Meta wins artificial intelligence copyright case in blow to authors

Meta wins artificial intelligence copyright case in blow to authors (www.ft.com)
from IsaamoonKHGDT_6143@lemmy.zip to technology@lemmy.world on 26 Jun 00:08
https://lemmy.zip/post/42352911

Link without the paywall

archive.ph/OgKUM

#technology

threaded - newest

mienshao@lemm.ee on 26 Jun 00:35 next collapse

American law has become a literal fucking joke (IAAL). I could’ve guessed the could get the outcome of this case without any facts: the huge corporation wins over authors. American law is no longer capable of holding major corporations to account, so we need a new legal system—one that’s actually functional.

MCasq_qsaCJ_234@lemmy.zip on 26 Jun 00:39 next collapse

Do you want a new constitution in the United States?

_Exercise data_

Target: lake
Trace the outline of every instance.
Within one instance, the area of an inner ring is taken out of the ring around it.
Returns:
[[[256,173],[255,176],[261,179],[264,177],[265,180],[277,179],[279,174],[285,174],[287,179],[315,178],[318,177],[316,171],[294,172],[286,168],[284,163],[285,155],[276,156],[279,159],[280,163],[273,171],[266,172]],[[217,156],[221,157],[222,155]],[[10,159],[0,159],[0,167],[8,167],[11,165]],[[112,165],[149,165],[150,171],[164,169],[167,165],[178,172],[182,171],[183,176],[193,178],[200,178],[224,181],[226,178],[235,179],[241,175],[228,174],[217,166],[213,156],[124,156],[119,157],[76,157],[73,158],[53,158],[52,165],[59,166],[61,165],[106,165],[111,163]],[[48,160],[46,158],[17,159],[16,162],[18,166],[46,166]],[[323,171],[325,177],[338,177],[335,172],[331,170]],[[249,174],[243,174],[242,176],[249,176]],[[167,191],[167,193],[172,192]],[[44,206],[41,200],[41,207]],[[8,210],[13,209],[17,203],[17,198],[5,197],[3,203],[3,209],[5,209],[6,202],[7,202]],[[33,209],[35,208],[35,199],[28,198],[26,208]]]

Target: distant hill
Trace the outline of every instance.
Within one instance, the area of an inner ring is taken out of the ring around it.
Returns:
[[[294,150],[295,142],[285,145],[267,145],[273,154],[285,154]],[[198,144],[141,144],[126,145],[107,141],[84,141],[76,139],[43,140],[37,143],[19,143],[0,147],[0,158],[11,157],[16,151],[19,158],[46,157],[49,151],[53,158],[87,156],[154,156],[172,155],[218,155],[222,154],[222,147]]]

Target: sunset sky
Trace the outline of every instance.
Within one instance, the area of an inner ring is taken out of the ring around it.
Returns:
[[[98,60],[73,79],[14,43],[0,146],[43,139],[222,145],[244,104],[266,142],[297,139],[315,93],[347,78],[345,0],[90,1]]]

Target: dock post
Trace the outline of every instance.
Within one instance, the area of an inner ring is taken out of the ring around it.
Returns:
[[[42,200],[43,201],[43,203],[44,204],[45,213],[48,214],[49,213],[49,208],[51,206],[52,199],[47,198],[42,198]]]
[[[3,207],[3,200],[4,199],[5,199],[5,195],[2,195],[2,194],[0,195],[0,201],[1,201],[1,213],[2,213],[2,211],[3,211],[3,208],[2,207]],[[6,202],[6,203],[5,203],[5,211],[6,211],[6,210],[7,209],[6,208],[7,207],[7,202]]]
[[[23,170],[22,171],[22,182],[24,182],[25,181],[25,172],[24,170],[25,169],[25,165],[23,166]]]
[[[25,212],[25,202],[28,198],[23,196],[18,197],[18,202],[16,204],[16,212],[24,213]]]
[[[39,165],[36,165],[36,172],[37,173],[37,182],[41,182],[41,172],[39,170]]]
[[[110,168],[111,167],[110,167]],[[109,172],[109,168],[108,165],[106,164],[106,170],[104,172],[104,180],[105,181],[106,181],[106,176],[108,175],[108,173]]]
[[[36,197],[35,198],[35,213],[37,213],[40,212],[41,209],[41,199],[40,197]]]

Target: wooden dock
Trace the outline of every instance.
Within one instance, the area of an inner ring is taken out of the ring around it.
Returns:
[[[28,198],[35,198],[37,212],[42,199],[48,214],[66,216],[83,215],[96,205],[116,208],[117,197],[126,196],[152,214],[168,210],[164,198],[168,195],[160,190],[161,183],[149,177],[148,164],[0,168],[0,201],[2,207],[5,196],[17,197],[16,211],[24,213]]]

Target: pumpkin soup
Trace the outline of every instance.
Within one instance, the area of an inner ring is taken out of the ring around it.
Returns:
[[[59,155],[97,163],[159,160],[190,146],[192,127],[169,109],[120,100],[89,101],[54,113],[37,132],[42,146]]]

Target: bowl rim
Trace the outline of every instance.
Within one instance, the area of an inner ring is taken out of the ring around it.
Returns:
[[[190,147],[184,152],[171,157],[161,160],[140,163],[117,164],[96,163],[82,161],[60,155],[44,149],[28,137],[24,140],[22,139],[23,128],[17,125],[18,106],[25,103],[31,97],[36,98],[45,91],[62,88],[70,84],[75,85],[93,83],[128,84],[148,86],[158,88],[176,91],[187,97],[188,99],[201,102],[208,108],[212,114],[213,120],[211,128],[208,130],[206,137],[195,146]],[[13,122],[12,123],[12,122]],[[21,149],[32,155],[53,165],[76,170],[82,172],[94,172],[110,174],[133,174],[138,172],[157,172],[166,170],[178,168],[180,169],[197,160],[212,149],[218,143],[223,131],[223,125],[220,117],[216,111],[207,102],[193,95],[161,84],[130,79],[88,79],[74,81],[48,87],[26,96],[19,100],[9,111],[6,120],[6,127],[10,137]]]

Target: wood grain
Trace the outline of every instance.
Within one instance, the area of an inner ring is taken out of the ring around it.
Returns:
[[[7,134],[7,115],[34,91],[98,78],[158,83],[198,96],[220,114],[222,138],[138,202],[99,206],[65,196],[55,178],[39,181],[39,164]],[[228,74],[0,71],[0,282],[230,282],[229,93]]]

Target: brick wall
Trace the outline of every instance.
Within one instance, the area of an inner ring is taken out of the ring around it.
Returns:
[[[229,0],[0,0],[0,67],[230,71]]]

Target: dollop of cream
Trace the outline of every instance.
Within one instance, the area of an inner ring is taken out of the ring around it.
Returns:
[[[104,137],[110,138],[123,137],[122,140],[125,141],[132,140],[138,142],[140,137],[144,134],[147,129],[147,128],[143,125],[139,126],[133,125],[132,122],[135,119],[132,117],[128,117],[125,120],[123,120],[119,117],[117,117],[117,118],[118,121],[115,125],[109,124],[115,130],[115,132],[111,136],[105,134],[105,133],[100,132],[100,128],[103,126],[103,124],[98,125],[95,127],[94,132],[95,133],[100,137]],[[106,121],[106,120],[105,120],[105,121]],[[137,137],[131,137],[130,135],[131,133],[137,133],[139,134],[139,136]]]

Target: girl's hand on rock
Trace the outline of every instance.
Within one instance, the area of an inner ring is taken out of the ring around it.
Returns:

...

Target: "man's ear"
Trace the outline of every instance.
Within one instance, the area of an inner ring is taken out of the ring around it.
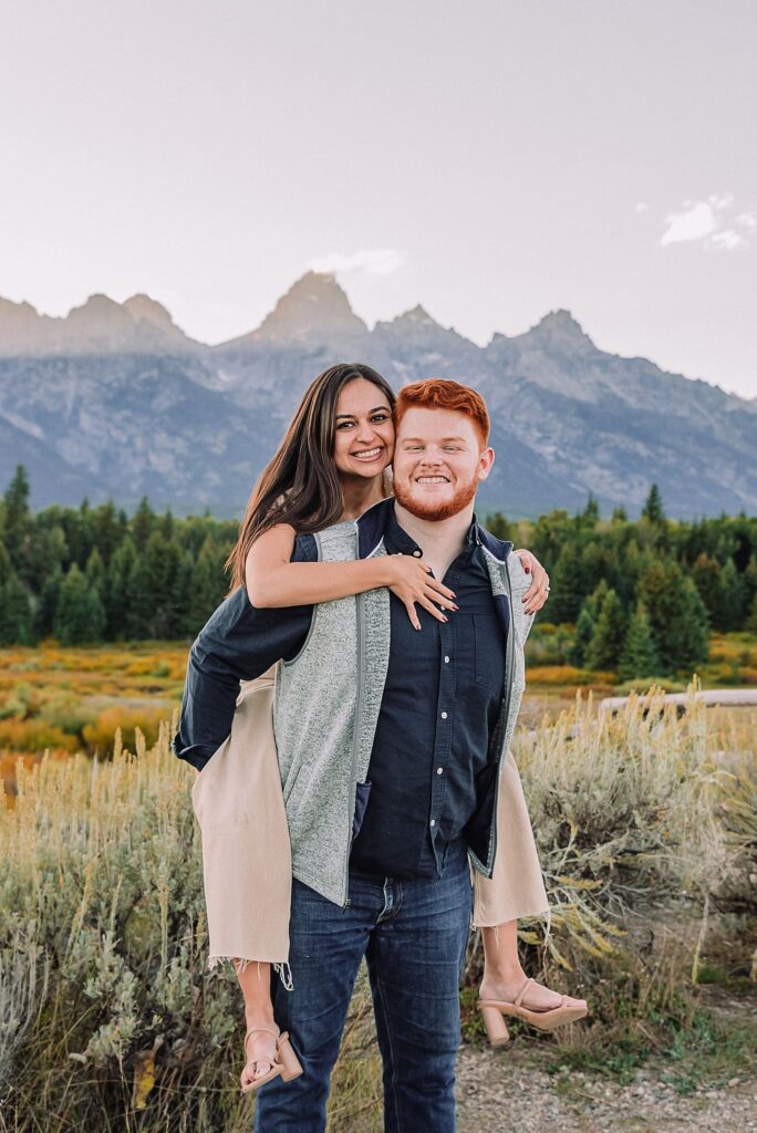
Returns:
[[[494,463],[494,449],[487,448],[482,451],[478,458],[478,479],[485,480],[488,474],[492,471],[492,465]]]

_What to work on_
Transcribe the full Meta copyright thread word for word. Work from the Meta copyright thread only, without drawing on the items.

_Your solution_
Meta wins artificial intelligence copyright case in blow to authors

Meta wins artificial intelligence copyright case in blow to authors (www.ft.com)
from IsaamoonKHGDT_6143@lemmy.zip to technology@lemmy.world on 26 Jun 00:08
https://lemmy.zip/post/42352911

Link without the paywall

archive.ph/OgKUM

#technology

threaded - newest

mienshao@lemm.ee on 26 Jun 00:35 next collapse

American law has become a literal fucking joke (IAAL). I could’ve guessed the could get the outcome of this case without any facts: the huge corporation wins over authors. American law is no longer capable of holding major corporations to account, so we need a new legal system—one that’s actually functional.

MCasq_qsaCJ_234@lemmy.zip on 26 Jun 00:39 next collapse

Do you want a new constitution in the United States?